> _The task_: Reproduce the text of the items below verbatim. Omit the pictures.

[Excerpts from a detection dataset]
════════

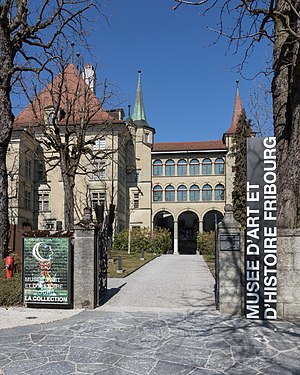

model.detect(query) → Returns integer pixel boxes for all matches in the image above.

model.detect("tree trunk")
[0,25,13,258]
[272,0,300,229]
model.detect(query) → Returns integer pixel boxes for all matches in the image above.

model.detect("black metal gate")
[95,204,115,306]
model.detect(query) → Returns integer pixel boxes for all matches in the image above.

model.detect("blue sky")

════════

> _Correct output_:
model.detect(query) → Returns integer pixel boxes for all matches in the image above.

model.detect("tree trunk")
[0,25,13,258]
[272,0,300,229]
model.detect(query) → Returns integer pixel boxes for all matches in the image above.

model.detect("black metal gate")
[95,204,115,306]
model.detect(query) → Returns integer pixel boxes for all matches in the image above.

model.detect("blue sky")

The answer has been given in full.